** Text passage **
-- Begin --

Well, "long long" technically isn't a part of C++. Compilers/runtimes in general can deal with it, but 64-bit long long on 32 bit systems generally means software manipulation, which is significantly slower. But the real problem here is that you're saying "adding 1 more bit to make sure you don't overflow/underflow is silly, you should add 32 bits." It is silly to add one bit, but just extending that to 32 bits is almost as silly -- it's a variation of throwing hardware at the problem, when the problem only exists because you're not using the correct method in the first place.

It technically isn't, but it's the next best thing. It's in c++0x, it has been for years, it's absolutely going to be in the final standard, it's part of C99, every serious compiler on the planet supports it. Unless you know you're going to be using a compiler from 2001 you can really rely on its existence now.

Adding one more bit to make sure you don't overflow/underflow isn't silly. Adding one more bit to make sure you don't overflow, while adding a similarly large (or, IMHO, even larger) chance of underflow, is silly. I'm not saying "signed solves all your problems" or even "signed doesn't create problems", I'm saying "signed solves far more problems than it creates".

more falafel please posted:

What he's saying is that using the correct approach means that your chance of not writing it correctly is decreased. Use signed ints for ints that will always be in a particular range that can be negative, use unsigneds for ints that will always be in a particular nonnegative range

And I am saying that is the incorrect approach. Unsigned is dangerous and errorprone if you're doing any sort of math to it, and very few people sit down and think "okay, I'm doing math . . . am I doing math to an unsigned variable? Am I absolutely sure this math is safe, when my instincts tell me it is? Oh no, it's not, it might become negative one!"

My point, in summary:

It's rare that a value is too large for signed someinttype but small enough for unsigned someinttype. It's relatively common that math involves comparisons or subtraction that can cause unsigned to accidentally underflow or behave unexpectedly. It's extremely rare that the range of "unsigned" is required and that just making the type longer isn't an acceptable solution. Mixing signed and unsigned can lead to weird results (assert((unsigned int)0xa0000000 > (int)0xb0000000)) fails on my system, for example) and that, in lieu of a magic bullet that can make all these problems go away, using "signed" and only resorting to unsigned when it is absolutely necessary will save you from more grief than any other option.

Basically what I'm saying here is along similar lines to "you probably shouldn't be using reinterpret_cast as a common feature in your code."

Zombywuf
Mar 29, 2008

ZorbaTHut posted:

(assert((unsigned int)0xa0000000 > (int)0xb0000000)) fails on my system, for example)

-- End --

** Challenge 1 **
Locate each line in the records that contains the word "window" and copy those lines out.

[Dataset rows]
-- Begin --

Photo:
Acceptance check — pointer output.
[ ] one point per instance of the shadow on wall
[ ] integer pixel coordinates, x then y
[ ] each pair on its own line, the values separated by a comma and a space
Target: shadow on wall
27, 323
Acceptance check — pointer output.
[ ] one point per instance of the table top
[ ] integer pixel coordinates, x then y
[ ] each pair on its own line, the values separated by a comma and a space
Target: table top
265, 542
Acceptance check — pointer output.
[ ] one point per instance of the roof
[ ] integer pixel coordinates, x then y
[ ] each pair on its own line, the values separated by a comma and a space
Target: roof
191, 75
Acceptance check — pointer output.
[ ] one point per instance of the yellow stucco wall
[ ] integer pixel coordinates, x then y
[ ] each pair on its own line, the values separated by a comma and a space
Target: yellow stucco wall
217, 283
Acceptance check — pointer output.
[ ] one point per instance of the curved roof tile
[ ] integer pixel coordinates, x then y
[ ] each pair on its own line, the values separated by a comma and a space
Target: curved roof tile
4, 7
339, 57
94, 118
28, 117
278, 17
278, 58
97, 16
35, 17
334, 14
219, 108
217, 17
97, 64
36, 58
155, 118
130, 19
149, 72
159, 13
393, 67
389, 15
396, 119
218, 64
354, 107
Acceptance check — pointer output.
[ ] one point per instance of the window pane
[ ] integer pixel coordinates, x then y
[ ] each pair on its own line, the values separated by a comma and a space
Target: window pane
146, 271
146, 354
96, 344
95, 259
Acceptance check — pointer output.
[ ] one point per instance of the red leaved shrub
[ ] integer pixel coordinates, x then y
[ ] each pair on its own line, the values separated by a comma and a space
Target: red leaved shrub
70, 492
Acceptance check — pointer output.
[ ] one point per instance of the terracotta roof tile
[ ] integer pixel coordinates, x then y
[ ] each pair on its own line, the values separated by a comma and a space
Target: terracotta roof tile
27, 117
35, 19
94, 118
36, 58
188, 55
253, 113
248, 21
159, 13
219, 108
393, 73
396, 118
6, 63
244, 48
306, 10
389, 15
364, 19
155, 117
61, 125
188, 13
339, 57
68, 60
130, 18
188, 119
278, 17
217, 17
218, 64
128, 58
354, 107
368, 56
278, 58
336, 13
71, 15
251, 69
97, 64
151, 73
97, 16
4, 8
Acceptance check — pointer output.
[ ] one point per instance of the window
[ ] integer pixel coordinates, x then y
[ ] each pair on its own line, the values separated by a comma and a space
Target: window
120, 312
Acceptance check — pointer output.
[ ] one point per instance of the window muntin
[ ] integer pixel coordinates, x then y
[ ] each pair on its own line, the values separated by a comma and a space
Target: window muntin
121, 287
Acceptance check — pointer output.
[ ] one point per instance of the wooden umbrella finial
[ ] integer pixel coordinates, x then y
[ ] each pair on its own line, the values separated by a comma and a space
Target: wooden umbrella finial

-- End --

** Challenge 2 **
Please resume the forum thread on signed and unsigned integers, writing what comes after its final line.

** Task output 1 **
[ ] one point per instance of the window pane
Target: window pane
[ ] one point per instance of the window
Target: window
[ ] one point per instance of the window muntin
Target: window muntin

** Task output 2 **
Any decent compiler ought to give a warning on that. Which is a good reason to use unsigned for data that should never be negative. When you get Warning: comparison between signed and unsigned types on line XXX you know it's time to put in something like this:

code:
int safe_unsigned_to_int(unsigned int in) {
  if (in > (unsigned int)std::numeric_limits<int>::max())
    throw std::range_error("overflow");
  else
    return in;
}

Avenging Dentist
Oct 1, 2005

oh my god is that a circular saw that does not go in my mouth aaaaagh

ZorbaTHut posted:

If your response to "you should use signed instead of unsigned" is "you're wrong, you should only use iterators!" then we're not in a debate, we're not even talking about the same thing.

So your argument basically boils down to "but what if I really want to use the wrong tool for this job?"

ZorbaTHut posted:

Range overflows on in-memory containers due to signed variables are a bug that really can't exist on any common 32-bit system. 32-bit Windows is, as I remember, simply incapable of allocating a contiguous 2gb of memory.

Lazy lists. :colbert:

ZorbaTHut posted:

Meanwhile, on 64-bit systems, "long" is easily sufficient for any size that you might need - once again, no processor being made today or even in the projected far future is even capable of addressing more than a tiny fraction of the address space.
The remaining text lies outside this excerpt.